What the task asks: Write out the lines of the material as a numbered list, starting at the line that contains "Mark every instance of the green" and running through the end of the material, with blank lines omitted.

Data shown:

::::

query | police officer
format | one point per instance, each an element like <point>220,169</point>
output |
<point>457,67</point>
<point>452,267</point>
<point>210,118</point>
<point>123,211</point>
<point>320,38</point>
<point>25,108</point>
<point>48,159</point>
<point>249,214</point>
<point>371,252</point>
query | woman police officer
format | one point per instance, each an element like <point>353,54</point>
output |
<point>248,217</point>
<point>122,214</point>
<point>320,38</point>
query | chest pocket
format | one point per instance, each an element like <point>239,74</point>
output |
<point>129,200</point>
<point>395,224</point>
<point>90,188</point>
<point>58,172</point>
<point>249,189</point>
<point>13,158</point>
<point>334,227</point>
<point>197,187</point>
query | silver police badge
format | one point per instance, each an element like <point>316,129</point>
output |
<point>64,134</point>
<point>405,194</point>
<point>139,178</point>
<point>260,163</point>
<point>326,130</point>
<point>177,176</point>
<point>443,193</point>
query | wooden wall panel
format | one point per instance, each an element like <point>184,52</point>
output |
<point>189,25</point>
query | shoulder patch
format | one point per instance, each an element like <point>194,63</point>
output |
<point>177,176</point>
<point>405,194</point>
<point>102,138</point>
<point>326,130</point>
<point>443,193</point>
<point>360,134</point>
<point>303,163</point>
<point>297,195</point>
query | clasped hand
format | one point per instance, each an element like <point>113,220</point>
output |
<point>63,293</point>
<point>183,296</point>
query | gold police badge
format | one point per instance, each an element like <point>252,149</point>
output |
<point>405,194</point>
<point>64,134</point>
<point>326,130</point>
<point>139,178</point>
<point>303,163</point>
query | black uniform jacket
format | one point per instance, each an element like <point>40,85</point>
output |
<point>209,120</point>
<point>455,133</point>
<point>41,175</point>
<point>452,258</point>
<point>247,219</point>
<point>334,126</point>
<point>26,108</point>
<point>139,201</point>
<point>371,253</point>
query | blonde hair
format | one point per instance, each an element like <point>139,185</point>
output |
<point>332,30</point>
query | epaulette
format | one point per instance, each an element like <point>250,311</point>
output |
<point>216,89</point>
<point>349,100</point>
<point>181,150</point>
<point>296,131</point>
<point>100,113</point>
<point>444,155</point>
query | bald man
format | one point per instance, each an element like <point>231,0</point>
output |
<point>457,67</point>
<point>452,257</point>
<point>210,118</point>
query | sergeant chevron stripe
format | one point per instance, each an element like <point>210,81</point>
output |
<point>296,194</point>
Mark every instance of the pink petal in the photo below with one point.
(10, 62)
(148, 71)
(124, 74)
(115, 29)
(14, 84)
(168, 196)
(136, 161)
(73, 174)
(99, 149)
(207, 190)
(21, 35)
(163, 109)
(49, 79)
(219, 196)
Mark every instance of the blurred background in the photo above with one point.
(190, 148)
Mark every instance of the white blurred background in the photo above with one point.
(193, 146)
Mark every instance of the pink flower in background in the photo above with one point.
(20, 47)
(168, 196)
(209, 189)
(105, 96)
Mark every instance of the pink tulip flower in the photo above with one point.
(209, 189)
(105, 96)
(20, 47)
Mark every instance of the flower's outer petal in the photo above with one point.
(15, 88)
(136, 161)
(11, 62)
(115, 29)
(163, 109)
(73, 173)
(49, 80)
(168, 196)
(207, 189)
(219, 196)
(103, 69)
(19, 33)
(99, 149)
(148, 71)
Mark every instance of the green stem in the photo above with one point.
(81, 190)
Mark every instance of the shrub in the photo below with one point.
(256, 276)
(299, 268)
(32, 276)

::::

Solution for this task:
1. Mark every instance of the green stem in the photo above with one point.
2. (81, 190)
3. Mark every instance of the shrub in the photo below with one point.
4. (256, 276)
5. (299, 268)
6. (32, 276)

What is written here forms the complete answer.